● **ASSIGNED TASK**:
Set down the part of the diabetes analysis text below from "## Glucose Distribution" up to and including "excessive glucose level(>110).", without changing a word.

● **TEXT PROVIDED**:
# Import Libraries

In [None]:
import pandas as pd
import plotly.express as px
import matplotlib.pyplot as plt
import seaborn as sns
%matplotlib inline
from sklearn.linear_model import LogisticRegression
from sklearn.metrics import accuracy_score
import numpy as np
from sklearn.model_selection import train_test_split
from sklearn.preprocessing import StandardScaler

# Import Dataset

In [None]:
dataset = pd.read_csv('diabetes2.csv')

In [None]:
dataset

The data was collected and made available by “National Institute of Diabetes and Digestive and Kidney Diseases” as part of the Pima Indians Diabetes Database. Several constraints were placed on the selection of these instances from a larger database. In particular, all patients here belong to the Pima Indian heritage (subgroup of Native Americans), and are females of ages 21 and above.<br>

Predict, for given feature values, a woman is diabetic or not.

# Data Visualization & Analysis

## Pregnancies Distribution

In [None]:
fig = px.histogram(dataset['Pregnancies'], title='Pregnancies Distribution', marginal='box', color=dataset['Outcome'], color_discrete_sequence=['red','blue'])
fig.update_layout(bargap=0.1)
fig.show()

***1- Diabetic; 0 - Non-Diabetic***<br>
Exponentially Decaying Distribution<br>
There are more womans with less number of pregnancies (both diabetic and non-diabetic)

## Glucose Distribution

In [None]:
fig = px.histogram(dataset['Glucose'], title='Glucose Distribution', marginal='box', color=dataset['Outcome'], color_discrete_sequence=['red','blue'])
fig.update_layout(bargap=0.1)
fig.show()

***1- Diabetic; 0 - Non-Diabetic***<br>
Normal Distribution<br>
Normal blood glucose levels for adults, without diabetes, is ***90 to 110*** mg/dL<br>
Most of the non-diabetic women have normal glucose level.(Also it is obvious medically)<br>
Most of the diabetic women have glucose level in the range 100 - 200.<br>
Compared to lack of glucose level(< 90), more women have excessive glucose level(>110).

For higher glucose levels, there is a high probability for a women to be diabetic.

***Note :*** Even women having normal glucose level are diabetic.

## BloodPressure Distribution

In [None]:
fig = px.histogram(dataset['BloodPressure'], title='BloodPressure Distribution', marginal='box', color=dataset['Outcome'], color_discrete_sequence=['red','blue'])
fig.update_layout(bargap=0.1)
fig.show()

***1- Diabetic; 0 - Non-Diabetic***<br>
Normal Distribution<br>
A normal blood pressure level is ***less than 120/80 mmHg***<br>

Most of the non-diabetic women have pressure level in the range 60-84.<br>
Most of the diabetic women have glucose level in the range 60 - 84.<br>

***Note :*** Even women having normal pressure level are diabetic.

## SkinThickness Distribution

In [None]:
fig = px.histogram(dataset['SkinThickness'], title='SkinThickness Distribution', marginal='box', color=dataset['Outcome'], color_discrete_sequence=['red','blue'])

Region pointing data
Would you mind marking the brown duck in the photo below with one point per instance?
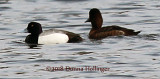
(99, 32)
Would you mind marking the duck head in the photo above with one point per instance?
(95, 18)
(34, 28)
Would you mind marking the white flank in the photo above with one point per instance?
(55, 38)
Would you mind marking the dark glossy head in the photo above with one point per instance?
(95, 18)
(34, 28)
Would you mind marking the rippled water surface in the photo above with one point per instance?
(135, 57)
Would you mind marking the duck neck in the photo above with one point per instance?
(96, 25)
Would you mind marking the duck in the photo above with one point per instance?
(51, 36)
(99, 32)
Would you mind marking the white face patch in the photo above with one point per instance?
(55, 38)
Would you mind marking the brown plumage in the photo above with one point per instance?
(99, 32)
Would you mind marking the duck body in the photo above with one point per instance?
(52, 36)
(111, 31)
(99, 32)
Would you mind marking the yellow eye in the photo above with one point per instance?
(32, 25)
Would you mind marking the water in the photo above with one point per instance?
(135, 57)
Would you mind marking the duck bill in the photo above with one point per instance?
(25, 31)
(88, 20)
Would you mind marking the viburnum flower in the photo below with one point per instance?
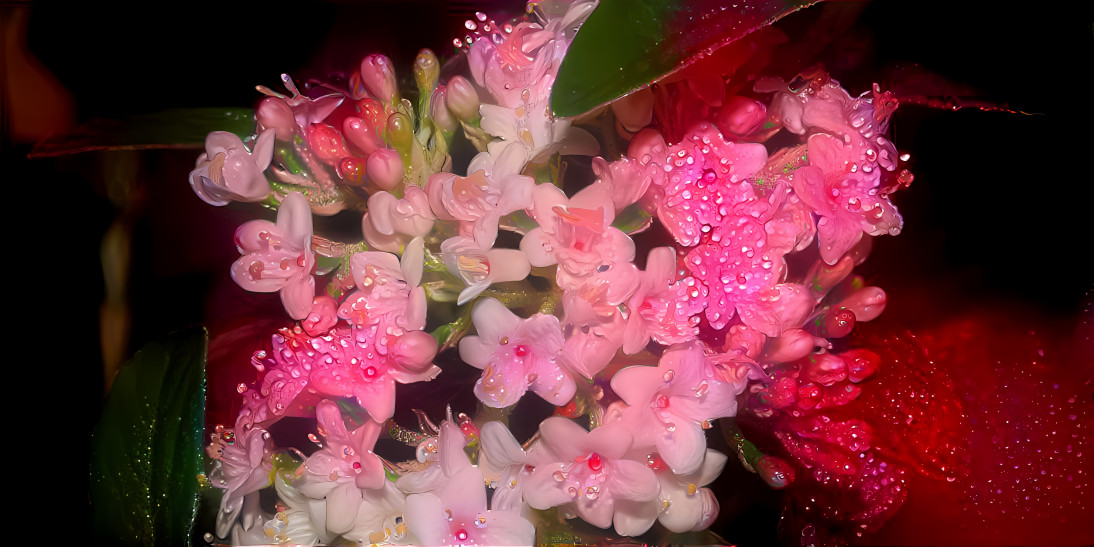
(593, 325)
(656, 307)
(515, 355)
(392, 222)
(591, 475)
(279, 257)
(684, 504)
(481, 267)
(345, 469)
(457, 514)
(229, 172)
(244, 468)
(676, 397)
(845, 196)
(575, 233)
(493, 188)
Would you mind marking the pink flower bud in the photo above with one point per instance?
(439, 111)
(379, 78)
(793, 344)
(416, 350)
(741, 116)
(323, 316)
(361, 135)
(326, 142)
(463, 100)
(385, 167)
(272, 113)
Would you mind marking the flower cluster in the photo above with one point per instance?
(744, 286)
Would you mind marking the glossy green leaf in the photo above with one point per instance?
(626, 45)
(147, 447)
(172, 128)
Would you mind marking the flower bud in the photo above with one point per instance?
(384, 167)
(426, 71)
(439, 111)
(379, 78)
(463, 99)
(272, 113)
(361, 135)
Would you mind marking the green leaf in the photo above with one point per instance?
(172, 128)
(147, 447)
(625, 45)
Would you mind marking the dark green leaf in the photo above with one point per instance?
(172, 128)
(147, 446)
(626, 45)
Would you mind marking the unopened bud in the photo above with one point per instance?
(379, 78)
(463, 99)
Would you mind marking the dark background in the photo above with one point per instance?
(999, 213)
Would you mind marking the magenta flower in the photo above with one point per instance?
(705, 176)
(342, 467)
(847, 198)
(590, 474)
(279, 257)
(515, 355)
(227, 171)
(668, 403)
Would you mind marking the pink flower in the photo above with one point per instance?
(244, 468)
(227, 171)
(342, 467)
(575, 233)
(846, 197)
(515, 355)
(593, 324)
(478, 200)
(279, 257)
(705, 177)
(673, 399)
(391, 222)
(457, 514)
(481, 267)
(590, 474)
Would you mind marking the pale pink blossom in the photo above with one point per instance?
(227, 171)
(846, 197)
(575, 233)
(656, 309)
(392, 222)
(279, 257)
(477, 201)
(480, 267)
(672, 400)
(593, 325)
(243, 468)
(515, 355)
(590, 475)
(344, 469)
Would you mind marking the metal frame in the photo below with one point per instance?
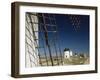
(15, 39)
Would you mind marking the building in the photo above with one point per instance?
(67, 53)
(31, 40)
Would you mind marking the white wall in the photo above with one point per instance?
(5, 40)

● **SOLUTION FOR THIS EXERCISE**:
## Glucose Distribution

In [None]:
fig = px.histogram(dataset['Glucose'], title='Glucose Distribution', marginal='box', color=dataset['Outcome'], color_discrete_sequence=['red','blue'])
fig.update_layout(bargap=0.1)
fig.show()

***1- Diabetic; 0 - Non-Diabetic***<br>
Normal Distribution<br>
Normal blood glucose levels for adults, without diabetes, is ***90 to 110*** mg/dL<br>
Most of the non-diabetic women have normal glucose level.(Also it is obvious medically)<br>
Most of the diabetic women have glucose level in the range 100 - 200.<br>
Compared to lack of glucose level(< 90), more women have excessive glucose level(>110).